Ambulance delays at Mayo hospital highlighted

AN ambulance waited five hours and 50 minutes to discharge a Covid positive patient into Mayo University Hospital, a local authority meeting was told today.

Another ambulance experienced a delay of four-and-a-half hours at the facility.

Councillor Michael Kilcoyne hit out at the lack of resources that have been invested in the county's health services when the Covid crisis came up for discussion at a Castlebar Municipal District meeting.

He said the HSE had opened a new unit at the hospital, which has six bays, and phased out a unit which had 15 bays.

Something needs to be done, he said. “Frontline workers are stretched to the limit, stressed to their eyes.

“And in relation to ambulance people, they haven't even been offered the injection and yet some have to sit in the back of an ambulance for five and six hours with a Covid positive patient. It's much more serious than people just mixing.

“The situation at Mayo University Hospital is very serious and I'm appalled that not one of our four TDs is prepared to lead a campaign on it.”

Councillor Al McDonnell commented on the 'extraordinary disclosure' on Tuesday evening of 466 positive Covid cases in Mayo in the previous 24 hours.

He proposed they resolve as a local authority that our citizens and friends would not make direct contact with anyone outside their household except when absolutely necessary, and that the council executive would make a public statement to that effect.

Councillor Donna Sheridan agreed the figures are worrying, with frontline workers doing everything they can, and she asked that people would cut their contacts.

• • • • • • •

**Prompt A:** Do these statements agree with the article on Mayo ambulance delays? (i) An ambulance waited five hours and 50 minutes to discharge a Covid positive patient. (ii) The new unit the HSE opened at the hospital has 15 bays. (iii) 466 positive Covid cases were disclosed in Mayo over the previous 24 hours. For each, answer yes or no and quote the deciding words from the article.
**Prompt B:** Output the passage of the article on Mayo ambulance delays that opens with the words containing "Ambulance delays at" and closes with "at the facility.", copied word for word.
Rely only on the text above.

**Saved entries:**

• • • • • • •

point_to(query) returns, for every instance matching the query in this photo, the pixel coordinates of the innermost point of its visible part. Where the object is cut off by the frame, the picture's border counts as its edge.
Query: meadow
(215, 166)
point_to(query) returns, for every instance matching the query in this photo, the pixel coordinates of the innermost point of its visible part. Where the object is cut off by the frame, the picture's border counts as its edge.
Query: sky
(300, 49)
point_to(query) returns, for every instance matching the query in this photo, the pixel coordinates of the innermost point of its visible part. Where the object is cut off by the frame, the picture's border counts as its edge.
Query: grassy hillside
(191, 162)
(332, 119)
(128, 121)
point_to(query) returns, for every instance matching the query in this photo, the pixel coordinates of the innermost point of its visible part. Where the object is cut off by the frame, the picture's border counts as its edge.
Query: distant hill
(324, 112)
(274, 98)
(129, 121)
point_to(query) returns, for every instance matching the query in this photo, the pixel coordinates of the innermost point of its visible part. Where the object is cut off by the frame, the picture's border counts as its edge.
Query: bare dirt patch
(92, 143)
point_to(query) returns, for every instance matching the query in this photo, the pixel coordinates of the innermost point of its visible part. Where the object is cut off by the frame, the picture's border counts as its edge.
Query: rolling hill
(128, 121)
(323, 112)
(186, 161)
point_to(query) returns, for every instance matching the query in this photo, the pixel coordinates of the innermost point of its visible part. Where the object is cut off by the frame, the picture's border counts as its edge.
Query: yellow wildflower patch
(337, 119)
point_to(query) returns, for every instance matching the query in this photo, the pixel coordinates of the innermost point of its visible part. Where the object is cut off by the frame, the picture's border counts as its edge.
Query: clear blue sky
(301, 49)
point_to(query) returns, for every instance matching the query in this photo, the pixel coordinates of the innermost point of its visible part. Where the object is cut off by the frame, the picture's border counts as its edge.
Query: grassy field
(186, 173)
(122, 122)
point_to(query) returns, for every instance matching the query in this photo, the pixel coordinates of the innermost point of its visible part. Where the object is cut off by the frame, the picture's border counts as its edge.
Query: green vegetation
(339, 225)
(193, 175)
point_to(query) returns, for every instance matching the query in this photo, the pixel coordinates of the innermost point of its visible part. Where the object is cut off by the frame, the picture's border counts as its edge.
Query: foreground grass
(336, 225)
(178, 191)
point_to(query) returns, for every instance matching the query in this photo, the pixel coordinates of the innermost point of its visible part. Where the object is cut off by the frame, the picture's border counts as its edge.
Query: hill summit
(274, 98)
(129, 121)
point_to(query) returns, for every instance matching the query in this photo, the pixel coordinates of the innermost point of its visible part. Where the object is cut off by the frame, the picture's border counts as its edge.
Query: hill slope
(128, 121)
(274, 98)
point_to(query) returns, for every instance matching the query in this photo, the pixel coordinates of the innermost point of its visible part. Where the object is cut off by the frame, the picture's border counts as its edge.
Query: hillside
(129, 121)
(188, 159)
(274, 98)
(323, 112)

• • • • • • •

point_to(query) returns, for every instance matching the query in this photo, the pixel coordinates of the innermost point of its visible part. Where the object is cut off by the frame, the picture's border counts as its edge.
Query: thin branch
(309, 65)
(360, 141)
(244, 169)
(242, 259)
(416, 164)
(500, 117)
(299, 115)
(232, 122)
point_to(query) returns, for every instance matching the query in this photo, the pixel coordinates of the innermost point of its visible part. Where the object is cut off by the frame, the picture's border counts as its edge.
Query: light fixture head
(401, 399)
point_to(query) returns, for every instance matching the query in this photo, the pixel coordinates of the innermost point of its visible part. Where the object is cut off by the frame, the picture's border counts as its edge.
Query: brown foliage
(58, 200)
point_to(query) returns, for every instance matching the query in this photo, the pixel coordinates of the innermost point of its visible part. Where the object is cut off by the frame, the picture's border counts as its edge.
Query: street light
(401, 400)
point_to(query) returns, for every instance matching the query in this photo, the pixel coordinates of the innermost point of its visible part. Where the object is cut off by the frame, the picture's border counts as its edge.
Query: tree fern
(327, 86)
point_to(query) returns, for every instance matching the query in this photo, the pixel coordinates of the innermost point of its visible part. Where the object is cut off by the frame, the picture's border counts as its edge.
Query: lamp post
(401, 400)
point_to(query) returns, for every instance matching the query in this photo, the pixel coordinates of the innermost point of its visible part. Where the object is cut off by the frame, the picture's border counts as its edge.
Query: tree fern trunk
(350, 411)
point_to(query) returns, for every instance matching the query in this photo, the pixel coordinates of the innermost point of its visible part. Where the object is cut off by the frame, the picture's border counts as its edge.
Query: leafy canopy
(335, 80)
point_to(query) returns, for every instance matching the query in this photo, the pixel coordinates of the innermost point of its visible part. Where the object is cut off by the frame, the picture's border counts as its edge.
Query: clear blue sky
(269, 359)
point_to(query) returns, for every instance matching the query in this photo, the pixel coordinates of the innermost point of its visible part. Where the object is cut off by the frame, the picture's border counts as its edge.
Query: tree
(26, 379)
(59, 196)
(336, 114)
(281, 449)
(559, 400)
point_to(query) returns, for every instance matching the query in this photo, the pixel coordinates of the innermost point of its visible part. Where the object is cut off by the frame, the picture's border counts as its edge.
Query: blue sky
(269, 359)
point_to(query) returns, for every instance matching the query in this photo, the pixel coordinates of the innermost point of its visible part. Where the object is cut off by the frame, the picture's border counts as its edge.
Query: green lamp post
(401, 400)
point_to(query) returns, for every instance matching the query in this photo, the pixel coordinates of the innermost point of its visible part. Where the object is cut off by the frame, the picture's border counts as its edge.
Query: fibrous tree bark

• • • • • • •

**Your solution A:**
(i) Yes: "AN ambulance waited five hours and 50 minutes to discharge a Covid positive patient into Mayo University Hospital"
(ii) No: "opened a new unit at the hospital, which has six bays, and phased out a unit which had 15 bays"
(iii) Yes: "466 positive Covid cases in Mayo in the previous 24 hours"

**Your solution B:**
Ambulance delays at Mayo hospital highlighted

AN ambulance waited five hours and 50 minutes to discharge a Covid positive patient into Mayo University Hospital, a local authority meeting was told today.

Another ambulance experienced a delay of four-and-a-half hours at the facility.